═════ Data section
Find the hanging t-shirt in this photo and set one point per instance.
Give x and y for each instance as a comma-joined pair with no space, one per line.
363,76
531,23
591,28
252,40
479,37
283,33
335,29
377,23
══════════
Exercise: Rewrite the entries above with every "instance" changed to "item" and everything else left as it is.

Response to this task:
Find the hanging t-shirt in this photo and set one point per item.
Give x and y for each item as a comma-joined pair with no space, one per line.
363,76
531,23
591,28
252,40
479,37
283,33
335,29
377,23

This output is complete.